-- START Exercise data --

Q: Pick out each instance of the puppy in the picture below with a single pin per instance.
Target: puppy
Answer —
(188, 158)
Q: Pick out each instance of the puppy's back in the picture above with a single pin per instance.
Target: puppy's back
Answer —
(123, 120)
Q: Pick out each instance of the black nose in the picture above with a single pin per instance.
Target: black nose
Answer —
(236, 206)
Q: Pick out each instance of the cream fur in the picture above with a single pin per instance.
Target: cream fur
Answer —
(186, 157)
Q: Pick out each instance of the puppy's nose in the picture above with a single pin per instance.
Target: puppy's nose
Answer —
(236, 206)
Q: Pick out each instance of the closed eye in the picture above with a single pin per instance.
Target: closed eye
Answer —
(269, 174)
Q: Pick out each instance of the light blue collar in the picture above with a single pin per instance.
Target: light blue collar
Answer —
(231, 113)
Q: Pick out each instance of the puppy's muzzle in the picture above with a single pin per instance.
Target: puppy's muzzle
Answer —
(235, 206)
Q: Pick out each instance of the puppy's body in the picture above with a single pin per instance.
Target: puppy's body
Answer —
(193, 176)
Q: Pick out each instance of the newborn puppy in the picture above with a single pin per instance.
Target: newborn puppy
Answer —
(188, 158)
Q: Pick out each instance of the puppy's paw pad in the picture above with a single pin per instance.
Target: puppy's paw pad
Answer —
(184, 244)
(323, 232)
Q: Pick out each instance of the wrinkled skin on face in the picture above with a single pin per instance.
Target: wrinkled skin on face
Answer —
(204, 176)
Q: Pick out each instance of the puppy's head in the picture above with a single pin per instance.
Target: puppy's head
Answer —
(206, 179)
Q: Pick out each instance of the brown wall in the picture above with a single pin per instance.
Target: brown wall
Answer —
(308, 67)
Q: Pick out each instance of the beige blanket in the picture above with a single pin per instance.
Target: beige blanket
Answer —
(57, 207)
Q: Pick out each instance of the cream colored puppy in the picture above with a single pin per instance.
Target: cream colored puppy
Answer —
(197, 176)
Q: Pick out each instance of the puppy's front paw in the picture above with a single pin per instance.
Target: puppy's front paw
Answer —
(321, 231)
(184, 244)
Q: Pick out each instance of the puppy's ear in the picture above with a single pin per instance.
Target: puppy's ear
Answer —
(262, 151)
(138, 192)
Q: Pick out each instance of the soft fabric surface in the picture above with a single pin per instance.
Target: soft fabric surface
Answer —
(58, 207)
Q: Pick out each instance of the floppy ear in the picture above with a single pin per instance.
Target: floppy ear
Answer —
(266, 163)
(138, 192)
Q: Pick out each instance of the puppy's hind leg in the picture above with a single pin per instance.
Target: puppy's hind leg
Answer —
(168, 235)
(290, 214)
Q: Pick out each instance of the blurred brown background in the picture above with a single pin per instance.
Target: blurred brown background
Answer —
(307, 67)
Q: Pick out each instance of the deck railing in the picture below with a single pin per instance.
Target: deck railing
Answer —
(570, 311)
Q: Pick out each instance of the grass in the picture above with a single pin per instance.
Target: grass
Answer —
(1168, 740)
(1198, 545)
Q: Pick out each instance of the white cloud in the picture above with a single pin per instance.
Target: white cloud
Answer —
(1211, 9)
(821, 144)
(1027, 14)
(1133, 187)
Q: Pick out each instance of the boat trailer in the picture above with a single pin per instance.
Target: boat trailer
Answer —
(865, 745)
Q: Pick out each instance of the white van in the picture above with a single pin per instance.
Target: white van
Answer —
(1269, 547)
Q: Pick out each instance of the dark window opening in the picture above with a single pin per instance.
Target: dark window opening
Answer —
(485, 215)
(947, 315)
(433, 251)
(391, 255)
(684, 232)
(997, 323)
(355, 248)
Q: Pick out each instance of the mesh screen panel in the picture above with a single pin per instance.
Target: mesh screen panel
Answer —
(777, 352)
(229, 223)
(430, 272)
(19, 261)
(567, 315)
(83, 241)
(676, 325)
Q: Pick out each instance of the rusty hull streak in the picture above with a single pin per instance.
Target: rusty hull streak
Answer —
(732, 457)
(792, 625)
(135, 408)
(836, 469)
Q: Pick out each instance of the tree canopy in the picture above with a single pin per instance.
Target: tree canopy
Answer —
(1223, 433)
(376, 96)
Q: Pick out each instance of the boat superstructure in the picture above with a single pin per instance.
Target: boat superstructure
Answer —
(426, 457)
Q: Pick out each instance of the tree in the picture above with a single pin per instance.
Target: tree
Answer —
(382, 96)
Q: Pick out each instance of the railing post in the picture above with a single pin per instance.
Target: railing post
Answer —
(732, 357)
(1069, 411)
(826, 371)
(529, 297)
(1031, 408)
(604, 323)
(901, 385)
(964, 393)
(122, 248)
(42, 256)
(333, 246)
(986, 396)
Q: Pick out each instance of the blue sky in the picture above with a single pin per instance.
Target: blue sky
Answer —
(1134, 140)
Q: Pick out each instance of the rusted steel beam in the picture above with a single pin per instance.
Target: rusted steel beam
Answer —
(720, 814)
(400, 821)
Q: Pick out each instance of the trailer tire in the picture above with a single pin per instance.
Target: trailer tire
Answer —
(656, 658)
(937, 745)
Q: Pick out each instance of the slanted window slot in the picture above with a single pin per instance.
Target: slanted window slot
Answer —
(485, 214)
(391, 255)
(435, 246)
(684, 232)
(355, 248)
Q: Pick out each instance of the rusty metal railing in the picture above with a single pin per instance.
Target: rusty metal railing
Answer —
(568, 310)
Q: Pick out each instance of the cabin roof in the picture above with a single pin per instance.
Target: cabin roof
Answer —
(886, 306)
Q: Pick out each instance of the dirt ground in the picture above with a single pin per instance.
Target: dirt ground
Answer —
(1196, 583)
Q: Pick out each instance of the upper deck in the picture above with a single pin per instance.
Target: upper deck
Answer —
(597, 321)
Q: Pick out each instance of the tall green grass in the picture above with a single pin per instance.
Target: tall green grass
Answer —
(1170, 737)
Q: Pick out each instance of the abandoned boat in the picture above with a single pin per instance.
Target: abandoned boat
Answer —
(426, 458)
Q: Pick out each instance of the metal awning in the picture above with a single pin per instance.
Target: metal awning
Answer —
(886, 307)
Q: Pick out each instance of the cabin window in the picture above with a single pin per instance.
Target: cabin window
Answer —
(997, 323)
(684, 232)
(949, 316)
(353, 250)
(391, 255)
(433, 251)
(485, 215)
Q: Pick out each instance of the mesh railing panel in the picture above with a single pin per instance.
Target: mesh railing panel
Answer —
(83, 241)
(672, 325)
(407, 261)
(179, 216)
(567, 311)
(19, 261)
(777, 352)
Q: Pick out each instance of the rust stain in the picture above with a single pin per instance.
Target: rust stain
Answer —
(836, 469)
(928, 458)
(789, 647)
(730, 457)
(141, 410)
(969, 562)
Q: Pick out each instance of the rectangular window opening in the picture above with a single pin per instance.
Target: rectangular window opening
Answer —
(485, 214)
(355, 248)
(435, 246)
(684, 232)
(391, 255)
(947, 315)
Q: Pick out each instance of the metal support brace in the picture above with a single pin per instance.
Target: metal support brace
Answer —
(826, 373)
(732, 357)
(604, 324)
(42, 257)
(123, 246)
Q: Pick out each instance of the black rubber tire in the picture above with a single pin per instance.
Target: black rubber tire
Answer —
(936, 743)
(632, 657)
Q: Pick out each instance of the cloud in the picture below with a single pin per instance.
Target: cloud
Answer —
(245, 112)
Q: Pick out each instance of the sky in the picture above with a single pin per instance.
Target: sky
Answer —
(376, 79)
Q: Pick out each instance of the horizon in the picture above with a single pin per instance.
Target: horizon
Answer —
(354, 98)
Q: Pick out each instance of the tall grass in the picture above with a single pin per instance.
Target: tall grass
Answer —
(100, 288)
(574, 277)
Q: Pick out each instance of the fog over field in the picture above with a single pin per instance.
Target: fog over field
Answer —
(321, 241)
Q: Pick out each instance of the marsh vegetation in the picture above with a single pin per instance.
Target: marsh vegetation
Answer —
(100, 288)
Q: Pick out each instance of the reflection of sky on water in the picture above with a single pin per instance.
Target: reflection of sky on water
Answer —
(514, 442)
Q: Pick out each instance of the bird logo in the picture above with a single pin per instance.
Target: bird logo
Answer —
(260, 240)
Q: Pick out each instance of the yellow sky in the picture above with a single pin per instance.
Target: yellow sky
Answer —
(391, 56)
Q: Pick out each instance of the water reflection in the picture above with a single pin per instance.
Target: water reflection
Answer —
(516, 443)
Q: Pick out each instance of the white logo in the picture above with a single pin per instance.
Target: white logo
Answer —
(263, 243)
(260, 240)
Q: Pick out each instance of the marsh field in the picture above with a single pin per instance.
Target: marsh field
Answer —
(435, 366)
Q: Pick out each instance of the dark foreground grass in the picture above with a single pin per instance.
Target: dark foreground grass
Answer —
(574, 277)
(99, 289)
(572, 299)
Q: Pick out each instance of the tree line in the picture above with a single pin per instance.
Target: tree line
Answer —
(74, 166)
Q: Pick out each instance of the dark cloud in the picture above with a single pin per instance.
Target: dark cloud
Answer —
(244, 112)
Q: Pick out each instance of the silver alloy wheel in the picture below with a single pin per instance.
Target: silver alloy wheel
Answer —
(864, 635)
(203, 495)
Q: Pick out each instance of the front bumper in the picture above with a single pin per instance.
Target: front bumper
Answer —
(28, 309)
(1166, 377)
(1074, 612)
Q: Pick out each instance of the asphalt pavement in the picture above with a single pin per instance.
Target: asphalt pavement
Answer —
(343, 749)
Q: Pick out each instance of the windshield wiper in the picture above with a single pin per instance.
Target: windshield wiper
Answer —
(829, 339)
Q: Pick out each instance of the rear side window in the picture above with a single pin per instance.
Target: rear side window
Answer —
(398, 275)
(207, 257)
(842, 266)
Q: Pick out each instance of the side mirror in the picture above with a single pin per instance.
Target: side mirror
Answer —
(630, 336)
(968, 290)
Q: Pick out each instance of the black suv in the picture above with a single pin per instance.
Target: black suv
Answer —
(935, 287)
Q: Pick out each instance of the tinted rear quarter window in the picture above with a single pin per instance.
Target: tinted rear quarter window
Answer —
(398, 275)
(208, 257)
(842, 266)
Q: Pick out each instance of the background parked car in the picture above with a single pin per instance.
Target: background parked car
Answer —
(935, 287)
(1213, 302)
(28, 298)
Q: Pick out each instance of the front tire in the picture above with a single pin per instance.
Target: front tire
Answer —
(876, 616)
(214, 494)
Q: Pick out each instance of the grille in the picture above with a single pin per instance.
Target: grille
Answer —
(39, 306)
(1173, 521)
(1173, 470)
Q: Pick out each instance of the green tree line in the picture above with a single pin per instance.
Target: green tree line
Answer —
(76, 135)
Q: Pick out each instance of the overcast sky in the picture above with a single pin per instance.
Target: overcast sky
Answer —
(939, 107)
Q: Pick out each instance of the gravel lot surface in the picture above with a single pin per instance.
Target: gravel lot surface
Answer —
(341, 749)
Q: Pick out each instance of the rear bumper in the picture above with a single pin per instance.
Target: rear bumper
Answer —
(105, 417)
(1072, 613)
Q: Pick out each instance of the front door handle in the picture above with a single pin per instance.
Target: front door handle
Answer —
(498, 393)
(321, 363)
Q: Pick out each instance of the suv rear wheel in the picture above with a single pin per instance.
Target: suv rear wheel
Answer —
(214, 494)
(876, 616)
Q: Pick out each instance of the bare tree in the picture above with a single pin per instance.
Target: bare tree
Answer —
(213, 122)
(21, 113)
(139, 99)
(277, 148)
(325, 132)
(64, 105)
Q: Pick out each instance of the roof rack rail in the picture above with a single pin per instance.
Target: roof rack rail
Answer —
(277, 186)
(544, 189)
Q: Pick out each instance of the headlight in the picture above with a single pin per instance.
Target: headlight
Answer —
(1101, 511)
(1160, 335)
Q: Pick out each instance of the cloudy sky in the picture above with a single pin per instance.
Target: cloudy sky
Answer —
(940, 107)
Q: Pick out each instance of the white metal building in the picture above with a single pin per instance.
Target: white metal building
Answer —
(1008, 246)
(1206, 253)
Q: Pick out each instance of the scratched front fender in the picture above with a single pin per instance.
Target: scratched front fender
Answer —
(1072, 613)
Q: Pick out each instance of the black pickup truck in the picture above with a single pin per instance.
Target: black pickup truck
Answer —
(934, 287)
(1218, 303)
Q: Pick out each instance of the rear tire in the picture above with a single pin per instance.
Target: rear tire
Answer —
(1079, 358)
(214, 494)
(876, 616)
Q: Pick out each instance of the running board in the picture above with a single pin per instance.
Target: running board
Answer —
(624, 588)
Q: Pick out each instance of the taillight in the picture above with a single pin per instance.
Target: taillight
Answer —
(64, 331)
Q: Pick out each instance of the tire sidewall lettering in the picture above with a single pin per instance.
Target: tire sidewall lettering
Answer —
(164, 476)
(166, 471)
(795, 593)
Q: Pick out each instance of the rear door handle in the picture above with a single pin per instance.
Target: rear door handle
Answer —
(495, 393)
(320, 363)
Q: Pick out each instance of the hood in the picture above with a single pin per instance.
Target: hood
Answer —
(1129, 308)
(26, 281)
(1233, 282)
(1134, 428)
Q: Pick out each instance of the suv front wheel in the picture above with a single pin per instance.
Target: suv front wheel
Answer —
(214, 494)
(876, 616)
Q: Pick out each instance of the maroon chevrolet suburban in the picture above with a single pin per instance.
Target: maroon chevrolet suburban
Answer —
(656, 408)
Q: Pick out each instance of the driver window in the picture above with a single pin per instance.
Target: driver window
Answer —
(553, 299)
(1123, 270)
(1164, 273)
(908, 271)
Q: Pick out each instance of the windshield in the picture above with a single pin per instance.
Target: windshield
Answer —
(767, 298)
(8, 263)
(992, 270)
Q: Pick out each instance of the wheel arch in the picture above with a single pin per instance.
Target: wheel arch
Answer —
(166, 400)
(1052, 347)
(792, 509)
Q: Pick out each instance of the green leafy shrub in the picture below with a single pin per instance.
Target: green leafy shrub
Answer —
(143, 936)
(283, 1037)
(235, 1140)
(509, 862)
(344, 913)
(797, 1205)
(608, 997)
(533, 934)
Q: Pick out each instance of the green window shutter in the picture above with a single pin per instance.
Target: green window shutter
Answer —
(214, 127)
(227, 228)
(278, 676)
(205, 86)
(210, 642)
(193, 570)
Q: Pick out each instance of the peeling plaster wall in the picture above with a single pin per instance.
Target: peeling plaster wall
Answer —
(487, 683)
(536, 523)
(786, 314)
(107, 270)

-- END Exercise data --

**Work required**
Repeat only what runs from the line holding "Q: Pick out each instance of the driver" to the end of the data, keeping every line exactly as written, first and last included.

**Solved exercise**
Q: Pick out each instance of the driver window in the picture above with a single pin per instance.
Target: driver window
Answer —
(553, 299)
(1123, 270)
(1164, 273)
(908, 271)
Q: Pick out each instance of the windshield in the picture above with a single pin per instance.
Target: windshield
Answer —
(767, 298)
(8, 263)
(992, 270)
Q: Pick out each instance of the wheel arch in the picture above with a single pin per instance.
Target: wheel arch
Answer —
(166, 400)
(1052, 347)
(792, 509)
Q: Pick out each instance of the green leafy shrub in the picture below with a single pin per instance.
Target: green leafy shrub
Answer —
(143, 936)
(283, 1037)
(235, 1140)
(509, 862)
(344, 913)
(797, 1205)
(608, 997)
(533, 934)
Q: Pick out each instance of the green window shutter in the picture above with a single pin per instance.
Target: green window shutter
Answer —
(214, 127)
(227, 228)
(278, 676)
(205, 86)
(210, 642)
(193, 570)
Q: Pick out each instance of the peeling plaster wall in the picture above with a single pin per instance.
Target: peeling plaster wall
Answer —
(487, 683)
(536, 523)
(786, 314)
(107, 270)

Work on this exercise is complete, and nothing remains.